DOCUMENT PASSAGE:

####

# Ghost Mantis Mites



## ghostpkmn (Oct 23, 2021)

My ghost mantis has mites, presumably from her flies. I’ve tried removing them with a wet q-tip but it’s quite difficult to get them off and she is not a big fan of the whole process. Does anyone have any tips for keeping mites at bay? I clean my fly containers in between batches of flies but it doesn’t seem to be doing much. Is it the wood shaving that generally come with the maggots? Should I be removing it? If anyone can help please let me know!


----------



## Mystymantis (Oct 25, 2021)

I find grain mites a very annoying battle as well. They never seem to go away completely and pop up out of no where! One way is to put the fly containers on anti mite paper. Just be sure not to get the anti mite paper, which is poison, into contact with the flies or mantises.

####

EXERCISES:
1. Answer these from the ghost mantis mite thread:
(a) What did the first poster use to try to remove the mites?
(b) What does the first poster do with the fly containers between batches?
(c) What does the reply suggest placing the fly containers on?
2. Carry on the ghost mantis mite thread from the point where it stops.
None of the records below the thread are needed here.

EXTRACTED INFORMATION:
####

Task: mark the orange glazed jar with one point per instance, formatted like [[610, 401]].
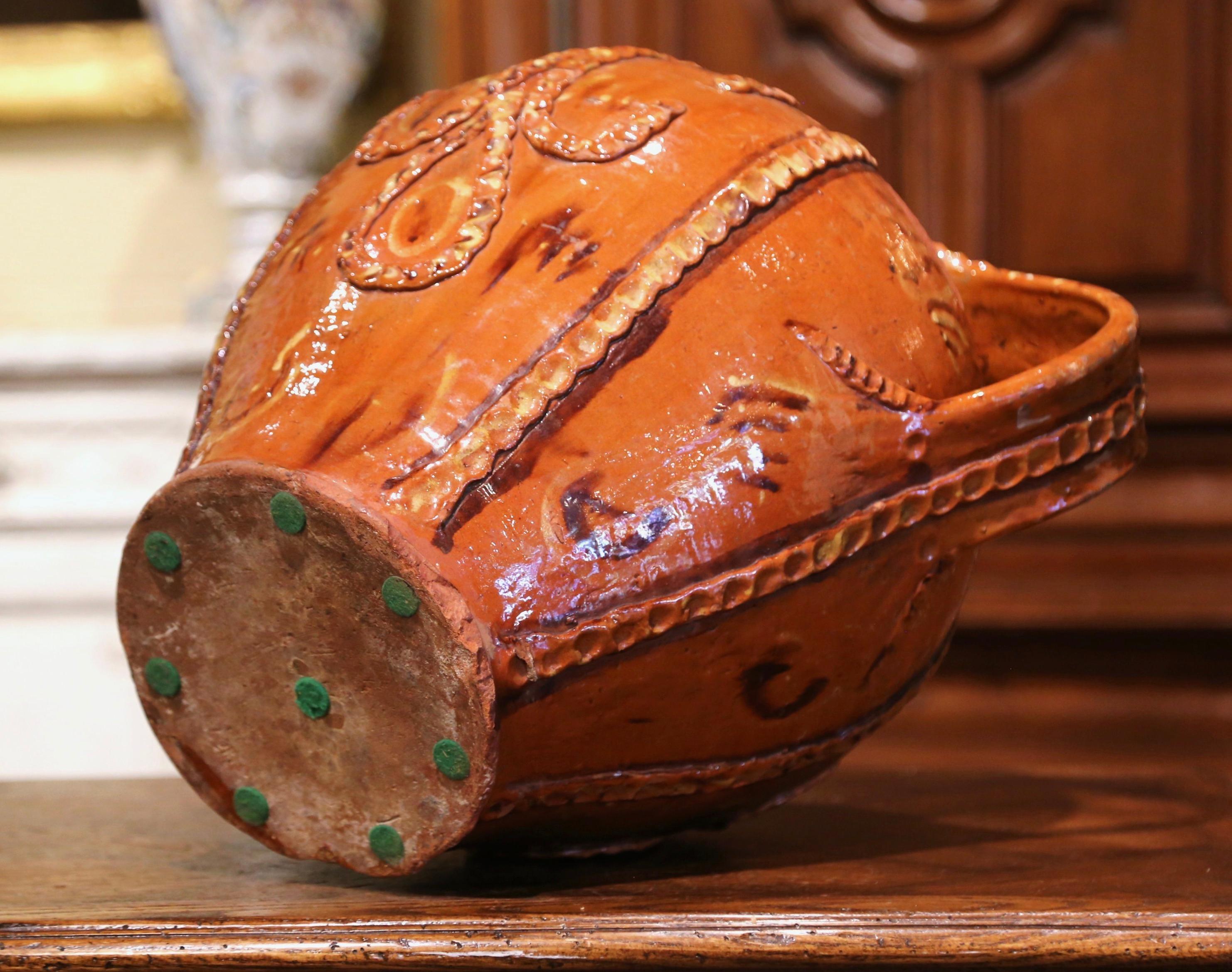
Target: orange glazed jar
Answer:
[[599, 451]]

####

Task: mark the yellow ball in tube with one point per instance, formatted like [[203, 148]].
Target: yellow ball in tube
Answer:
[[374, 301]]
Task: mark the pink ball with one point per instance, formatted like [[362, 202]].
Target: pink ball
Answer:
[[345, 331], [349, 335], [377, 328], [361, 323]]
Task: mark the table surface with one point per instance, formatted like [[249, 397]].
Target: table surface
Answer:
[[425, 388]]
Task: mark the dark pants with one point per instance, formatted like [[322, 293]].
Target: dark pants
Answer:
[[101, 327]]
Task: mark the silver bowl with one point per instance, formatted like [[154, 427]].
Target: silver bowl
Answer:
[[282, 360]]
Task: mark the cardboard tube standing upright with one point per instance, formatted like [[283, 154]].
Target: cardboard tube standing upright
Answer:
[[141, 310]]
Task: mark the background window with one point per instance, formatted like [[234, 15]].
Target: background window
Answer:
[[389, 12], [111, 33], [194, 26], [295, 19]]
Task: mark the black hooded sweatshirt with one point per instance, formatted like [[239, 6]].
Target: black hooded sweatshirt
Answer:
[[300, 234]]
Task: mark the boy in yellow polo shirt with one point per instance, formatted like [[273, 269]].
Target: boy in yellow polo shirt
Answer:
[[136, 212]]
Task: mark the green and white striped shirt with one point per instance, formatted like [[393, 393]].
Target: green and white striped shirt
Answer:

####

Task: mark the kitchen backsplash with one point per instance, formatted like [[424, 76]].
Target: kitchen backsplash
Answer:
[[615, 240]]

####

TASK-BY-TASK OUTPUTS:
1.
(a) A wet q-tip.
(b) Cleans them.
(c) Anti mite paper.

2.
The best way is to clean out the fly colonies every few weeks which should keep them at bay. If you have mites inside your mantis cages then it is most likely in the wood somehow. So I would remove it?


----------



## hibiscusmile (Nov 1, 2021)

Yeah you really do not need substrate, they are fine without it. I use the mite paper too and never have a problem with them now.

it would not hurt to give her a little tub of warm water to move around into see if they float off. Dont make her stay in as they breath thru their bodies. But  remove all things in her house and clean it and the items god before putting her back in and repeat the process within one week until you see they are gone.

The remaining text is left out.